What has long been the summer song of the southern plains has gained new listeners, Friday, NBC provided the refrain:
“’Dangerous and record-breaking’: Heat wave will wither West over the weekend
About 42 million people are under heat alerts Friday across the West, Rocky Mountains and southeast Texas.”
Record-breaking, dangerous and deadly – even without Houston power outages in the wake of Hurricane Beryl. Every day new reports arrive about heat-related deaths in this country – and elsewhere.
Last year, the Centers for Disease Control logged more than 2,300 death certificates citing excessive heat, the most in 45 years of records. And, overheated bodies can trigger underlying pre-existing conditions.
In May, as the heat started rising, PBS reported that Texas A&M climate scientists Andrew Dessler and Jangho Lee published a study estimating 11,000 heat deaths in 2023.
Also in May, the World Health Organization reported that “The number of people exposed to extreme heat is growing exponentially due to climate change in all world regions.”
Last month more than 1,000 pilgrims died during the Muslim Hadj in Mecca, Saudi Arabia, as temperatures reached 125 F.
Soaring electric bills for the lucky ones and death for the less fortunate are just collateral damage to Big Oil, which has known of its role in global warming for more than 50 years, and Big Finance, which creates nothing but money for its shareholders.
Earlier this month, Influence Map reported research that “finds that the oil and gas industry has used a playbook of narratives and arguments to systematically oppose, weaken, and delay the energy transition since at least 1967.”
Under this longtime playbook, IM notes, the campaign against electric vehicles and renewable energy “has been stifled,” while “the Carbon Majors database shows that the cumulative emissions associated with the sale of the associations’ members fossil fuel products have grown significantly.”
Big Oil propaganda, according to International Map, focuses on three narratives: solution skepticism, policy neutrality and affordability and energy security — “represent a continuation of historical climate science denial tactics that have been prevalent within the fossil fuel industry.”
Rigid authoritarians embrace the fluid nature of knowledge when it lets them advocate for “more studies” in the face of overwhelming evidence such as global warming. Robber barons extol hands-off, unregulated development as the capitalistic ideal. Internationalists, whose profiteering disrupts countries around the world, play act as patriots if they think it will line their pockets.
But, Big Oil could not produce its polluted profits on its own. It has willing accomplices among the biggest banks in the world.
Oil Change International – obviously concerned with more than car maintenance – and Friends of the Earth United States reported in April that, “between 2020 and 2022, G20 governments and the multilateral development banks (MDBs) provided $142 billion in international public finance for fossil fuels, almost 1.4 times their support for clean energy in the same period ($104 billion).”
Their conclusion is inescapable. Big Oil and Big Money, working in concert, put immediate profitability ahead of the sustainability of planetary life.
“Instead of catalyzing just and equitable transitions that provide fair access to clean energy for all,” the report states, ”many of these international public finance institutions continue to pour more fuel on the fire, by using their international public finance to bolster the very industries driving climate chaos.”

-=-=-=-=-

- [TASK INSTRUCTIONS]:
A. List the narratives that the article on heat deaths and Big Oil says Big Oil propaganda focuses on.
B. Summarize the article on heat deaths and Big Oil in two sentences.

-=-=-=-=-

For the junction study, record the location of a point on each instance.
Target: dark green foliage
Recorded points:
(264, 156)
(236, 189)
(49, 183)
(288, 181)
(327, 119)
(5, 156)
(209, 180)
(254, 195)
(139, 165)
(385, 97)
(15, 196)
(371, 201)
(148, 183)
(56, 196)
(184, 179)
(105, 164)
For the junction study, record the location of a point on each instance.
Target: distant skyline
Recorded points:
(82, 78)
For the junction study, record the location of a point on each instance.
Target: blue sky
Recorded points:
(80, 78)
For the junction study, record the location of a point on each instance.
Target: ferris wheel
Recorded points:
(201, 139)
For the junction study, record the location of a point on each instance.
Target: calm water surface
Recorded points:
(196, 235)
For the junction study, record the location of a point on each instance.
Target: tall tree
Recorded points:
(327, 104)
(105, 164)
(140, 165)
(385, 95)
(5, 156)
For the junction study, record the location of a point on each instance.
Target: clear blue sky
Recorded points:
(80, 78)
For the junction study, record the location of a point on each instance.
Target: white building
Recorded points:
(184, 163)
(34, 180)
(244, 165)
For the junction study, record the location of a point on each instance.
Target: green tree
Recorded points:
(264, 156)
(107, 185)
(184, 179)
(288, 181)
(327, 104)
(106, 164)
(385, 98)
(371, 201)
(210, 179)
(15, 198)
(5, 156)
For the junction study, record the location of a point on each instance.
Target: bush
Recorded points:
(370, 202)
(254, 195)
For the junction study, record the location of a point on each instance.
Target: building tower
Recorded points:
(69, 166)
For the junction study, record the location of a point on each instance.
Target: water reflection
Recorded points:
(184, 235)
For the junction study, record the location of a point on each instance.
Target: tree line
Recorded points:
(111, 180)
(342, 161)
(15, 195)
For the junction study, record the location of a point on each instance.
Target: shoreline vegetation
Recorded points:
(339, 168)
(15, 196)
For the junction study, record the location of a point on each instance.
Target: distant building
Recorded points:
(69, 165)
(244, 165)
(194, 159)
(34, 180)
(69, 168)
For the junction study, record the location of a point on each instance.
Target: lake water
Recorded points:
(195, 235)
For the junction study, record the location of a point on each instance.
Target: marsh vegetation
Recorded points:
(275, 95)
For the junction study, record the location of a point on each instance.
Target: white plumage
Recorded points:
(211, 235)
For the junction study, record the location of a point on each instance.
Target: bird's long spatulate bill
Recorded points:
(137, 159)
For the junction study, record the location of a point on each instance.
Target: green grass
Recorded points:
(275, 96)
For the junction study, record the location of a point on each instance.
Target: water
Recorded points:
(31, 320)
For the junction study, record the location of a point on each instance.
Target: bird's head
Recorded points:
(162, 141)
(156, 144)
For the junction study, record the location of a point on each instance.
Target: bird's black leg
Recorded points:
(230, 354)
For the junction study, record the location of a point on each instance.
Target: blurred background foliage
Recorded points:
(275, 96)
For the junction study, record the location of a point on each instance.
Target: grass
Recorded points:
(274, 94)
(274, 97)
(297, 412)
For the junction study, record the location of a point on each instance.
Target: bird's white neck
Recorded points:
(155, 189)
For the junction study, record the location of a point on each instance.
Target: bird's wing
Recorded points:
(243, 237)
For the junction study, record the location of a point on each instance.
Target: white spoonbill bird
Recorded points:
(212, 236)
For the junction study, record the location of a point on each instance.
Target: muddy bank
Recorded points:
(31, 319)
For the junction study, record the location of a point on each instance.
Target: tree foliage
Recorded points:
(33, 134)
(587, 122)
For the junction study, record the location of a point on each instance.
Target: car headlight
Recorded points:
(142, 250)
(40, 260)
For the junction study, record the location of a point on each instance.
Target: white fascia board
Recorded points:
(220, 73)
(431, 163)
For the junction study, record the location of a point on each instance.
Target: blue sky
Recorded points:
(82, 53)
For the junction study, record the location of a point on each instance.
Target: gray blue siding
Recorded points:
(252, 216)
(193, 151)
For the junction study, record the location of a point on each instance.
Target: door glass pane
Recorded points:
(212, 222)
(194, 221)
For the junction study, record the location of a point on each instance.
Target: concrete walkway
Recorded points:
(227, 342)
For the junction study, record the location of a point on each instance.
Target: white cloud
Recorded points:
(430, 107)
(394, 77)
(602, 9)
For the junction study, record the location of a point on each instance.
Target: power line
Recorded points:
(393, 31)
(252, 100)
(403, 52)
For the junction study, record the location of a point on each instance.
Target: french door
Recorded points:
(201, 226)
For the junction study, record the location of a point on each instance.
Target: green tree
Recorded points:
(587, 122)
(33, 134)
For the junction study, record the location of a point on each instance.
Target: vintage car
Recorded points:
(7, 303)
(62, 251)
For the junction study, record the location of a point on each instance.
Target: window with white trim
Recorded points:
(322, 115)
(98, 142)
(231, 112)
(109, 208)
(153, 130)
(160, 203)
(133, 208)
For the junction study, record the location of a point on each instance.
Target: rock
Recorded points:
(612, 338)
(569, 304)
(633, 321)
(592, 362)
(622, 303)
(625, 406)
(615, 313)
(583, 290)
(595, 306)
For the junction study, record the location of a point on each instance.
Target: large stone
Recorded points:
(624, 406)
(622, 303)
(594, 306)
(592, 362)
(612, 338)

-=-=-=-=-

- [RESULTS OF THE EXERCISE]:
A.
- Solution skepticism
- Policy neutrality
- Affordability and energy security

B. A record-breaking heat wave has put about 42 million people under heat alerts across the West, Rocky Mountains and southeast Texas, and heat deaths keep mounting, with the Centers for Disease Control logging more than 2,300 death certificates citing excessive heat last year. The article blames Big Oil, which Influence Map finds has opposed the energy transition since at least 1967, along with G20 governments and multilateral development banks that provided $142 billion in international public finance for fossil fuels between 2020 and 2022, putting immediate profitability ahead of the sustainability of planetary life.